▶ [Your instructions]:
Can you continue the book announcement below on Eszter Őze's study of the Social Museum from its last sentence, leaving aside the data that follows it?

** Opening Page excerpt block **

Eszter Őze: Museum of Working Bodies-Social Museum (1901-1945): Body and Work, Care and Discipline

We are excited to announce the publication by the Napvilág Kiadó of the volume by Eszter Őze, staff member of the Research Department at KEMKI and project leader of "Organising the Spectacle: Research on the Avant-garde".

By the end of the nineteenth century, museums had long become more than mere showcases for the private collections of privileged collectors, having also turned into community educational spaces for the general public. Likewise, the social and public health museums, which emerged at the turn of the century, did not simply aim to be the latest spaces opening up the hidden treasures of palaces to the public, but rather sought to share a different kind of knowledge connected to the present. All of this lead to the appearance of the body, living conditions, and problems of the worker; museums included the lower classes in their unity of representations, classes that should have remained invisible in their previous representational practices: poverty, poor health, or the sick body of the urban worker would not fit into any previously existing museum categories. However, this was not merely a gesture of inclusion, it also coincided with the strengthening of the worker movement and the institutional steps taken to pacify it. Thus, the working class appeared not only as visitors but also as exhibited ‘objects’ in museum spaces, which simultaneously served the purposes of social control and addressing social issues.

** Closing Page excerpt block **
** Opening Extracted records block **

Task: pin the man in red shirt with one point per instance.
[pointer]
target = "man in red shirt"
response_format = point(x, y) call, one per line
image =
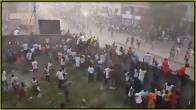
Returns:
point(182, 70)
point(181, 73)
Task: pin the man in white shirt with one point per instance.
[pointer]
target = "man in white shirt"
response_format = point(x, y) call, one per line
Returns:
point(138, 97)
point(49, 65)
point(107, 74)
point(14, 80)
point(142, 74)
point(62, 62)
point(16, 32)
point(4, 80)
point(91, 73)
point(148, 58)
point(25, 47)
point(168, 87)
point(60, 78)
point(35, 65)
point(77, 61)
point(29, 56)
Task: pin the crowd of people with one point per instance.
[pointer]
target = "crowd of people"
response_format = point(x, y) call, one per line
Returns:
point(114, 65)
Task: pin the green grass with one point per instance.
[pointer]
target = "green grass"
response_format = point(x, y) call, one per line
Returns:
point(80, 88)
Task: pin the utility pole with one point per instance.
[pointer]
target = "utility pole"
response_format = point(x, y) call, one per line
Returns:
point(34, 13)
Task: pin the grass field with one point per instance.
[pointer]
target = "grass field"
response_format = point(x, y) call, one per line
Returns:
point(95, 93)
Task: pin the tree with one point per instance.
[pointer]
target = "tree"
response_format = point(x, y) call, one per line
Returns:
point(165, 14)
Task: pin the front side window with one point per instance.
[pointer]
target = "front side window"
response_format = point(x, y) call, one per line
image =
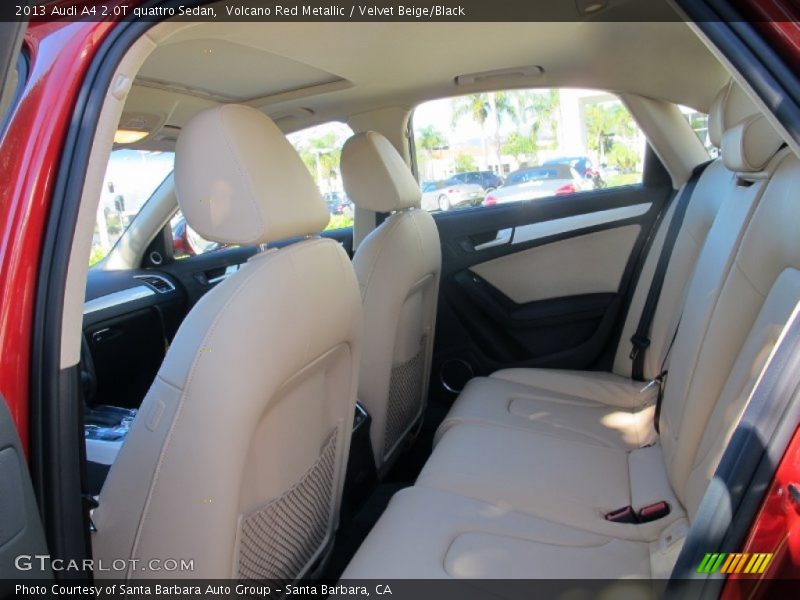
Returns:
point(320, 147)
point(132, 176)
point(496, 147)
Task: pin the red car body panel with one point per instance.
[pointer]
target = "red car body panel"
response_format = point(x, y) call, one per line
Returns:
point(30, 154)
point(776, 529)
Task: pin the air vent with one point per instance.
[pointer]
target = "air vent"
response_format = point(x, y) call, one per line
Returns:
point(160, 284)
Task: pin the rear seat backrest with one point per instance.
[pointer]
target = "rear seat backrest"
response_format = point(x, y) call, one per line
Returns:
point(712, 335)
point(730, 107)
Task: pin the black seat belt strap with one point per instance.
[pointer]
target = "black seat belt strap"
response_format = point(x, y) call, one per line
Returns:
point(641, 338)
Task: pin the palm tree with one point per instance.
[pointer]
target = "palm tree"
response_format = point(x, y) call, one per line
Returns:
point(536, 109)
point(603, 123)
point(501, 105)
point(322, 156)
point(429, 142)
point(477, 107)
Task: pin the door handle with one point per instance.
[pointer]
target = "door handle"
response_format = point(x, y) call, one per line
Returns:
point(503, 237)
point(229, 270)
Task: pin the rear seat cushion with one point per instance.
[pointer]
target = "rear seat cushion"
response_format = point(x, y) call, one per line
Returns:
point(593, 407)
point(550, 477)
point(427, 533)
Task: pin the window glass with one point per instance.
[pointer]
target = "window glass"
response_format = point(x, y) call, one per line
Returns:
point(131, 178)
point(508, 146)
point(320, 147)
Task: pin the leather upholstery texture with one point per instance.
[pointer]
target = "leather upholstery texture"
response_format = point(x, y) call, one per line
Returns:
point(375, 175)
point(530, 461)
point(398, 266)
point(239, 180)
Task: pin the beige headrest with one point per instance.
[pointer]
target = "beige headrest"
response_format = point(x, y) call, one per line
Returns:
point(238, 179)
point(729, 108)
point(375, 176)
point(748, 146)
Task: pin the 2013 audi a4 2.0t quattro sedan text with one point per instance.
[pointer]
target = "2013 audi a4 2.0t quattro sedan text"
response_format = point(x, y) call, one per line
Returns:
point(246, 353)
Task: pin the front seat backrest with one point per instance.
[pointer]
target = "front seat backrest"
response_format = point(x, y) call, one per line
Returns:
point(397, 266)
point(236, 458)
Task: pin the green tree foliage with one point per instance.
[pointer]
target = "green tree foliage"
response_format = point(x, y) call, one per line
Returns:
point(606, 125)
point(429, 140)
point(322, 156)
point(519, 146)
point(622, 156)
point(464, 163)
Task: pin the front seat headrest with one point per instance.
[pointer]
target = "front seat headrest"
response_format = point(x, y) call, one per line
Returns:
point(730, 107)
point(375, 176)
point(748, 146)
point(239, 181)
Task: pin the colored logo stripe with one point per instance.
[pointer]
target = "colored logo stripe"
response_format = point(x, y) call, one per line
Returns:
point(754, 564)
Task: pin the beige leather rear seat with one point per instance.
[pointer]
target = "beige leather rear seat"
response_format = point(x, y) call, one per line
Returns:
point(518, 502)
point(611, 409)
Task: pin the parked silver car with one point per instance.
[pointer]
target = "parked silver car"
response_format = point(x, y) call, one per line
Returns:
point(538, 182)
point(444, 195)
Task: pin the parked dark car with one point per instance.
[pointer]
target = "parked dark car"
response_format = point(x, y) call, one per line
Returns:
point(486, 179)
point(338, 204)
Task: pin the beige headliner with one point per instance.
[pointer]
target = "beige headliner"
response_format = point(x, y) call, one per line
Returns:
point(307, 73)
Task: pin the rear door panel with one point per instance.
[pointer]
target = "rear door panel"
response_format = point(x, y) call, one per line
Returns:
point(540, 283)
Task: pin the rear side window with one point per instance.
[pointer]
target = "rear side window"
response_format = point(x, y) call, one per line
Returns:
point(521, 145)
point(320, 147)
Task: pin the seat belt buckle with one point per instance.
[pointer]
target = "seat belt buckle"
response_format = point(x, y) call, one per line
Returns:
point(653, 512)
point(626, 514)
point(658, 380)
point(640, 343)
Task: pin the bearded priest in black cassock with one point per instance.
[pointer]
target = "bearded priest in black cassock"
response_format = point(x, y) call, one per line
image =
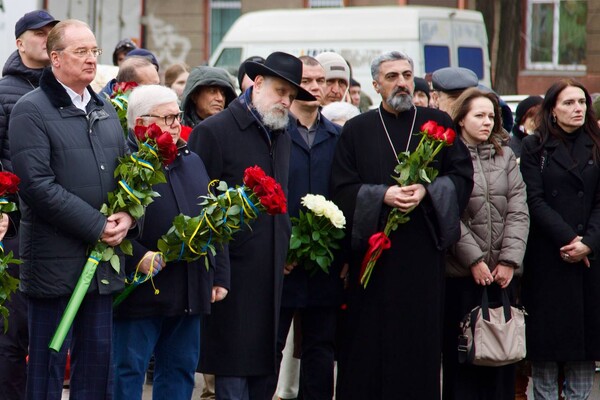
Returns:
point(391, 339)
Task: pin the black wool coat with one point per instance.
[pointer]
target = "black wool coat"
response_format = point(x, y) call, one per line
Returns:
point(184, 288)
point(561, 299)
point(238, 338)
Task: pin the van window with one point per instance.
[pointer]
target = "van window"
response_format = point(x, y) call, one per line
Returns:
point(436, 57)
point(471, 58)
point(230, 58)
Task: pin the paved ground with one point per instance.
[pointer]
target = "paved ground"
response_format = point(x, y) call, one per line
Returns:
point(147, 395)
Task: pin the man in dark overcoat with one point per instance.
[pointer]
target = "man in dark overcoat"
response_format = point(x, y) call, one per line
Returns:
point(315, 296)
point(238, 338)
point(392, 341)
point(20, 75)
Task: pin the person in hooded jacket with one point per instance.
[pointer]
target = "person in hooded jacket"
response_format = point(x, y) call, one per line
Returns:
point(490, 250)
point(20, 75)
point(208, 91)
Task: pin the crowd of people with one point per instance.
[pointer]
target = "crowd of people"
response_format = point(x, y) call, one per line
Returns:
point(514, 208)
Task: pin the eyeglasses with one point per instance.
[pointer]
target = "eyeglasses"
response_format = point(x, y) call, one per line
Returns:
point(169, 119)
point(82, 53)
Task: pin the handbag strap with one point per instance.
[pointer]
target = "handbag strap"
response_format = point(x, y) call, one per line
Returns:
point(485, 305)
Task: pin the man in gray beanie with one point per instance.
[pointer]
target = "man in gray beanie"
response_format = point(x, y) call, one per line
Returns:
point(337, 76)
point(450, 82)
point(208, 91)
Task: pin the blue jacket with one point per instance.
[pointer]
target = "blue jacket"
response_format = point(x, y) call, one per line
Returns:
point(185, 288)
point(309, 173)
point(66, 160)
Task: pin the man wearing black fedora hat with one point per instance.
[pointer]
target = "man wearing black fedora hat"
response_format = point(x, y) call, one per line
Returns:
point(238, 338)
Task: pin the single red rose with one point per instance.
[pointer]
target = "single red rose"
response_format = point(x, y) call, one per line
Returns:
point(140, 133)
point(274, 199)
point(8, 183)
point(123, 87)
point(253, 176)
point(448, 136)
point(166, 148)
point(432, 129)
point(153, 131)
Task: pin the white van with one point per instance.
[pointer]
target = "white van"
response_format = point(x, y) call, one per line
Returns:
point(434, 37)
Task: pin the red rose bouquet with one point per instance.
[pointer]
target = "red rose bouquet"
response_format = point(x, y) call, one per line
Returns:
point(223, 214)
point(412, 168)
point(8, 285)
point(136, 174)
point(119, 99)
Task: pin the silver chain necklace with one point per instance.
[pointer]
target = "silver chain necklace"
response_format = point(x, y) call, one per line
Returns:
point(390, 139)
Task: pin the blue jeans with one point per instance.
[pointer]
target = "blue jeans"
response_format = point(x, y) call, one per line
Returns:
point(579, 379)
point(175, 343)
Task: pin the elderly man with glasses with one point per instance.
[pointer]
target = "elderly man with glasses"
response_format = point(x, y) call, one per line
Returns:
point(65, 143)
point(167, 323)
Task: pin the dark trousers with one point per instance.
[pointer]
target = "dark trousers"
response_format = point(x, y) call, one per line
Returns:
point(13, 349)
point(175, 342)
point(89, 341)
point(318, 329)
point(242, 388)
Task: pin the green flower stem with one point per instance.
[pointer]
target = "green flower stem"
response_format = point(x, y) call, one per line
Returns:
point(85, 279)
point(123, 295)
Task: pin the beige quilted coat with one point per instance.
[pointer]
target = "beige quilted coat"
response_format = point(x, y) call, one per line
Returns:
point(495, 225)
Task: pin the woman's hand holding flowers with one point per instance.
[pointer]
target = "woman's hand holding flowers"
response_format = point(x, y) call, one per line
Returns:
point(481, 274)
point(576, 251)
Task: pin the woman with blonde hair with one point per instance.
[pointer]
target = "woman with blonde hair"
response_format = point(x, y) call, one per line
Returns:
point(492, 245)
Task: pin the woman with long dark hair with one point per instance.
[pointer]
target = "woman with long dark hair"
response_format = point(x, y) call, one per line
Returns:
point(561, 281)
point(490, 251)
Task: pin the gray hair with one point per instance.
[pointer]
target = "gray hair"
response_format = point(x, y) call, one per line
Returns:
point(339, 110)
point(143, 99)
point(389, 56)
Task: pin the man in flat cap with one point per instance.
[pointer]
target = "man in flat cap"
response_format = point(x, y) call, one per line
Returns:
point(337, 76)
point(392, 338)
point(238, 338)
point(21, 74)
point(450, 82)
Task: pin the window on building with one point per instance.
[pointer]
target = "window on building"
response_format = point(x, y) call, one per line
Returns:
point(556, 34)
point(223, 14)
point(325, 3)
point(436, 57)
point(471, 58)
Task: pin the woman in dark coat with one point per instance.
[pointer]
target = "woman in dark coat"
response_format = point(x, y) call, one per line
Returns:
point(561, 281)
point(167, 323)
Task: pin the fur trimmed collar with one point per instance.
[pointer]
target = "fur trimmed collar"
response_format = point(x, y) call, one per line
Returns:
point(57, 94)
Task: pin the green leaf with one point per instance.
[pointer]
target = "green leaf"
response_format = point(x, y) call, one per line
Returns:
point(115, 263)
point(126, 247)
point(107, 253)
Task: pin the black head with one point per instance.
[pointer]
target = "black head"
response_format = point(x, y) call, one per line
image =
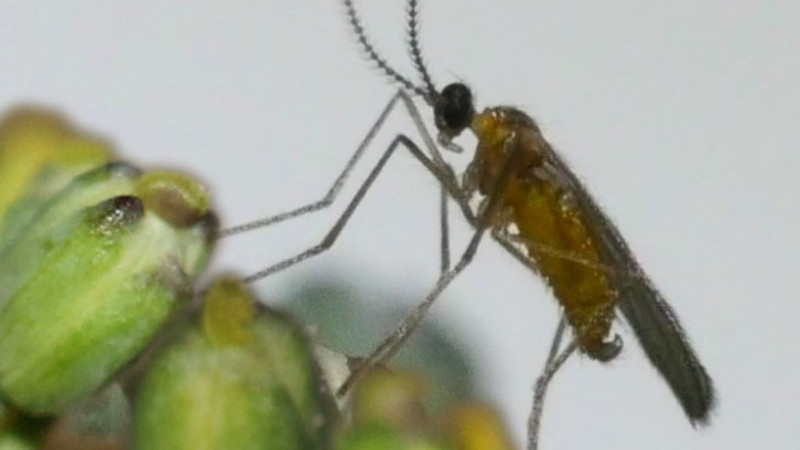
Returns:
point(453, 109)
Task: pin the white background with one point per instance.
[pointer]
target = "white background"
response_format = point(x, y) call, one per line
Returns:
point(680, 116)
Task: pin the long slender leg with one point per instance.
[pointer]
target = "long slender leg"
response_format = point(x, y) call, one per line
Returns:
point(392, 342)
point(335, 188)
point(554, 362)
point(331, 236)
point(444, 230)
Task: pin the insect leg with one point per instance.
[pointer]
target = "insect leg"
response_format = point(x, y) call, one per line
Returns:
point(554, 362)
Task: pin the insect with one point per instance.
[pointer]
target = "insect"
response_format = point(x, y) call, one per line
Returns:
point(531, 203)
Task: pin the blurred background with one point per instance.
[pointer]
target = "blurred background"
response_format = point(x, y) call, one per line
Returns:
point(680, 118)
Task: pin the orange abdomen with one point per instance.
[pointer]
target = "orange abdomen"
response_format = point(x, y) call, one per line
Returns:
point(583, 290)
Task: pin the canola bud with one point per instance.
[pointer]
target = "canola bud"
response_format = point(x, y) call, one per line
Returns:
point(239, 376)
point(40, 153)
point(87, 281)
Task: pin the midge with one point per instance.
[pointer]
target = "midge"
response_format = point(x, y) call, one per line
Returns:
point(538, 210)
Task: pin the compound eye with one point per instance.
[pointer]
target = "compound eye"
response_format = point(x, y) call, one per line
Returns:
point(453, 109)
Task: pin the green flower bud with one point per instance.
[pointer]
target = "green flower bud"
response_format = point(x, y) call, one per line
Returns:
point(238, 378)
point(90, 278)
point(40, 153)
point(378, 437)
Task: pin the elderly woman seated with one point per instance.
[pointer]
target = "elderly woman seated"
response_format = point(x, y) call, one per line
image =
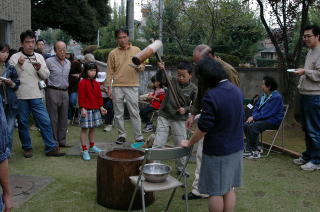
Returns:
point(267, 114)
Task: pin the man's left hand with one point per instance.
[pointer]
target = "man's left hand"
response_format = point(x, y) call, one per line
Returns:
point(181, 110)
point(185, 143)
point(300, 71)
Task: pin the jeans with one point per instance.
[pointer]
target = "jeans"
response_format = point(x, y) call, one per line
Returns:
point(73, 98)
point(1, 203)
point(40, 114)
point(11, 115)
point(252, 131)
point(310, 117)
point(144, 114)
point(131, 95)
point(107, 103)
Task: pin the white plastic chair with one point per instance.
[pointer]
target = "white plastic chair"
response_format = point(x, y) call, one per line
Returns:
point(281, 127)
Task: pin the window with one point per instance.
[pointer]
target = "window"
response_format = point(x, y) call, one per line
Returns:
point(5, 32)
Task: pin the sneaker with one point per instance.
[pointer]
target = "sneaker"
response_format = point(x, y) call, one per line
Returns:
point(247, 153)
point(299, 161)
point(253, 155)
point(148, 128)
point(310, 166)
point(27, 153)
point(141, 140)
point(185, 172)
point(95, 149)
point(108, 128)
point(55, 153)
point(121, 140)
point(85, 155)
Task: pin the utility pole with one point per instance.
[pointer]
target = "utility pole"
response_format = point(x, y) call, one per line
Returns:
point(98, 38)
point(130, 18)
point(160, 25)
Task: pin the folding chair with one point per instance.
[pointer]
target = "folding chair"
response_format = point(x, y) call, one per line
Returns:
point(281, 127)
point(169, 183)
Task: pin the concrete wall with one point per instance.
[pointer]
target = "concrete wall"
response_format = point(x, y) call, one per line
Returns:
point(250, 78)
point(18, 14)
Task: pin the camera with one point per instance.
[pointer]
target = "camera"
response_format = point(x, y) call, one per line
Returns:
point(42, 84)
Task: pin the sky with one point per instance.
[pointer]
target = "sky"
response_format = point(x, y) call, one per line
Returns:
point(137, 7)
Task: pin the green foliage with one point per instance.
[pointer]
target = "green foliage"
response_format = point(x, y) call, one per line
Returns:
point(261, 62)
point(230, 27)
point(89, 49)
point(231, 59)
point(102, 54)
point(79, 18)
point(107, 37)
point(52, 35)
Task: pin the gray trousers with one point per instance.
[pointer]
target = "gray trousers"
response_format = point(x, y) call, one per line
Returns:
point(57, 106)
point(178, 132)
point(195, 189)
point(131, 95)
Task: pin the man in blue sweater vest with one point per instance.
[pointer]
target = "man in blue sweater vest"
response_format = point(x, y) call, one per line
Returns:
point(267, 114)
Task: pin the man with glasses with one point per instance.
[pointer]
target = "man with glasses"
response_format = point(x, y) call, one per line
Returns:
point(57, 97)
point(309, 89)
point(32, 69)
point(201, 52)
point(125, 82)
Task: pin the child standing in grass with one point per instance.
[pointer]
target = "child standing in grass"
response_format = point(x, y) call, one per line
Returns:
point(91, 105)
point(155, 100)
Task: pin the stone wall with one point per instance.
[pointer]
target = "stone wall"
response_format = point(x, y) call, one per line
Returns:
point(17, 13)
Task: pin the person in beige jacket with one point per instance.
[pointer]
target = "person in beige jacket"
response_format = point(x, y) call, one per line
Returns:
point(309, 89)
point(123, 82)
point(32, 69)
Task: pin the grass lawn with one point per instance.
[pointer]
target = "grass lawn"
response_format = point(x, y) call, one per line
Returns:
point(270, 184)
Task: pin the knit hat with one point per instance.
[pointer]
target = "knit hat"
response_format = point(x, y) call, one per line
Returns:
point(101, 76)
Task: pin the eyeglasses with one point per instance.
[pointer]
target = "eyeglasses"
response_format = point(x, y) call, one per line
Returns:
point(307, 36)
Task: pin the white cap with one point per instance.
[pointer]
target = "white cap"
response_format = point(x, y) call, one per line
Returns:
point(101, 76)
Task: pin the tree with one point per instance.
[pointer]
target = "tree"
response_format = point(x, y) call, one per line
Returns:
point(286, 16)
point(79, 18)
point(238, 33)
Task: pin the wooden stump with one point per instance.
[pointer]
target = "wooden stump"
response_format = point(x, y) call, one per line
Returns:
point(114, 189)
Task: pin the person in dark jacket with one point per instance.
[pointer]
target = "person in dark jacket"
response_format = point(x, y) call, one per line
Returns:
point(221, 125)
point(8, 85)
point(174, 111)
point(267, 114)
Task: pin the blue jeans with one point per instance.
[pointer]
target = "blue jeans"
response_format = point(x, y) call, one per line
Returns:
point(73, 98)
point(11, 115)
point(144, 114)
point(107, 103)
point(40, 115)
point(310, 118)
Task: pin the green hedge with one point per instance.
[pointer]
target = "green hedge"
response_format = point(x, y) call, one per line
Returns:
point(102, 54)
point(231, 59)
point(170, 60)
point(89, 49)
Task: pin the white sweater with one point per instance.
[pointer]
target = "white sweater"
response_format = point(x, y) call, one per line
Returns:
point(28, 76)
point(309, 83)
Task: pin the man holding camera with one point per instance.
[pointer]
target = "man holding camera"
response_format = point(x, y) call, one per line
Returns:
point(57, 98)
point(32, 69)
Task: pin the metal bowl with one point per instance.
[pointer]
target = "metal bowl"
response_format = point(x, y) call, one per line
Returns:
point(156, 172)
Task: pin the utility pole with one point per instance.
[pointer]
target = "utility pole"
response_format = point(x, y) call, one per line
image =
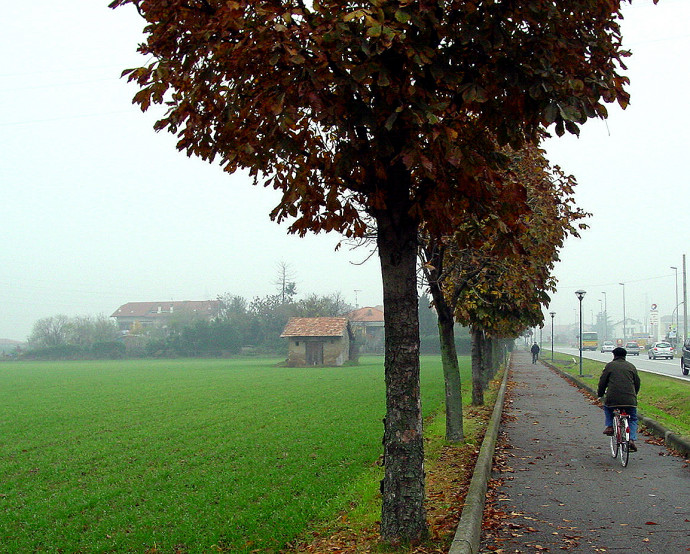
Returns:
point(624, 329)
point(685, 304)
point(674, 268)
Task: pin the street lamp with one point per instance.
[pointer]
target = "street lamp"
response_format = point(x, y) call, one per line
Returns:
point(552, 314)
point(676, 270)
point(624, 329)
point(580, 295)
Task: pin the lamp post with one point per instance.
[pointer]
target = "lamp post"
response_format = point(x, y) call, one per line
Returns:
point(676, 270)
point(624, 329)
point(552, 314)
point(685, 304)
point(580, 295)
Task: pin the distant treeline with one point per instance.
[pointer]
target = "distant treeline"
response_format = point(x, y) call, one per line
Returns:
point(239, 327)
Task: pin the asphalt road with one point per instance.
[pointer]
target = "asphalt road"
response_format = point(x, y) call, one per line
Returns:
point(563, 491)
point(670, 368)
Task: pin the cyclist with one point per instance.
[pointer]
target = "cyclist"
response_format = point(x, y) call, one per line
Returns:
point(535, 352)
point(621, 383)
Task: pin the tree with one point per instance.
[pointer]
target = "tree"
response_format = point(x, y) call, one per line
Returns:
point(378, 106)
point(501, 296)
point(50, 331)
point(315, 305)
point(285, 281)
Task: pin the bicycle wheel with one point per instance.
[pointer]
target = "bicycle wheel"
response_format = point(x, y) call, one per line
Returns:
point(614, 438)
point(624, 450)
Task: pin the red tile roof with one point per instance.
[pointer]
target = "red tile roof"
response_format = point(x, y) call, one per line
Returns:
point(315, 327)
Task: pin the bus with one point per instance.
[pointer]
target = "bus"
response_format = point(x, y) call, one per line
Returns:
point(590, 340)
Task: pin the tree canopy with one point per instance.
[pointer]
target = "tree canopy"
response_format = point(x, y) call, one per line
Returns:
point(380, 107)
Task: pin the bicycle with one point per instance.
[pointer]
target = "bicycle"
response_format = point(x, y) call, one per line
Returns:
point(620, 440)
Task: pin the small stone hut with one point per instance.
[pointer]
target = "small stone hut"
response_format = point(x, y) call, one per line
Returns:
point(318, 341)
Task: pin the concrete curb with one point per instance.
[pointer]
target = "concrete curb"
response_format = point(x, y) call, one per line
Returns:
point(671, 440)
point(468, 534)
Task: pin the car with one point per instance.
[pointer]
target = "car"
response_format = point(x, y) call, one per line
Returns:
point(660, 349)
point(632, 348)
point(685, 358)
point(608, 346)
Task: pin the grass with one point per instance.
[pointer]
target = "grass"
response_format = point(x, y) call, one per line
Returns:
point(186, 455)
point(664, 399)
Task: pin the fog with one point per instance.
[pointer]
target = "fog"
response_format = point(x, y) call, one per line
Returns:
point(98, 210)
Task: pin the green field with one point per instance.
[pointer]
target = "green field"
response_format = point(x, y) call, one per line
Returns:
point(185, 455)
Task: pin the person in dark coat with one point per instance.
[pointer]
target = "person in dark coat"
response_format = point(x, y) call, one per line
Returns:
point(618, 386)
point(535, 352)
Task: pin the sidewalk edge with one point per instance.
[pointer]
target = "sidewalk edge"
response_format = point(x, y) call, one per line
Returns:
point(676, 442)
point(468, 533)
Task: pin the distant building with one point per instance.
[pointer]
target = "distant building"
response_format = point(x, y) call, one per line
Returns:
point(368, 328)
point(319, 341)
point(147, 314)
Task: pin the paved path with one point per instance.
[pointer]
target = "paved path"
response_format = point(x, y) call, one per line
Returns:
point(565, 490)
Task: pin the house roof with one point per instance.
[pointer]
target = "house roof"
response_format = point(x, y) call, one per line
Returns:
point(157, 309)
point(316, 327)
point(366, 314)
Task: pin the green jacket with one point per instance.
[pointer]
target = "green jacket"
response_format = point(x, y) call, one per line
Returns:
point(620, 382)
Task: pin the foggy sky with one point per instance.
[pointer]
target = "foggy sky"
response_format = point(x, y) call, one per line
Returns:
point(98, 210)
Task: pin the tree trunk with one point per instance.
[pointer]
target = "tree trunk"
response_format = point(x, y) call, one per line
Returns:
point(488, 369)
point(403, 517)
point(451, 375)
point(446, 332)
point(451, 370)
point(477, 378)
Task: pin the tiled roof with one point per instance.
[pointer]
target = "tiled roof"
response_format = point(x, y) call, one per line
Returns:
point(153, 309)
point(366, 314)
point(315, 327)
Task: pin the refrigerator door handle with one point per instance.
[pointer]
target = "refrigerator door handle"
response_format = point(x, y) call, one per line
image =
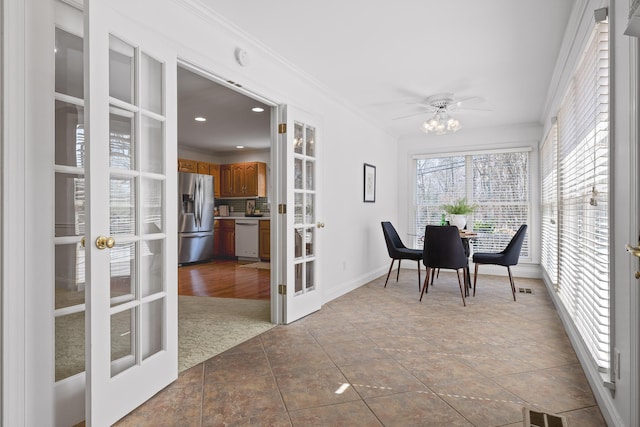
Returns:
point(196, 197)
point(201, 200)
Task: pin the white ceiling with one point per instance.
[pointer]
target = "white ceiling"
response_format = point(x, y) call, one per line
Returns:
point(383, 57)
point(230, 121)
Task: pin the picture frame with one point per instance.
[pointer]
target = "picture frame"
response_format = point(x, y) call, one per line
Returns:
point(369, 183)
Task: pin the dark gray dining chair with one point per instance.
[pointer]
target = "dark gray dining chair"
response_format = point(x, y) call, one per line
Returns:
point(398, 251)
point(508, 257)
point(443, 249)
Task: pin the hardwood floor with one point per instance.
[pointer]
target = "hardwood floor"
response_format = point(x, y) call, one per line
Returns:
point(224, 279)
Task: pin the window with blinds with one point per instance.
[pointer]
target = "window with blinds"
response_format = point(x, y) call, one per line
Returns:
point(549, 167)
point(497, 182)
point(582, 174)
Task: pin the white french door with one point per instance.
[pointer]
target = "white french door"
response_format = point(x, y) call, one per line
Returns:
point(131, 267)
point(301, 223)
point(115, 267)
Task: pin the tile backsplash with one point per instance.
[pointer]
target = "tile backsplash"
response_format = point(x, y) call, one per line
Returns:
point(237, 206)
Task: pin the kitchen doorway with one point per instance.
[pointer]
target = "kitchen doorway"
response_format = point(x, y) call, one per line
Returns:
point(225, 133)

** Closing Extracted records block **

▶ [Task response]:
Eszter Őze examines the cultural history of health and education museums, focusing on the Social Museum in Budapest in particular. Through the representational policy of the exhibitions, the book unveils how body, illness, hygiene, and biopolitics are presented within the museum spaces at the turn of the century. It displays the history of an institution where the biological traits of the human race were translated into strategic instruments for exercising power, one which represented the care guidelines for the collective body of the population – guidelines that have by now almost been destroyed without a trace.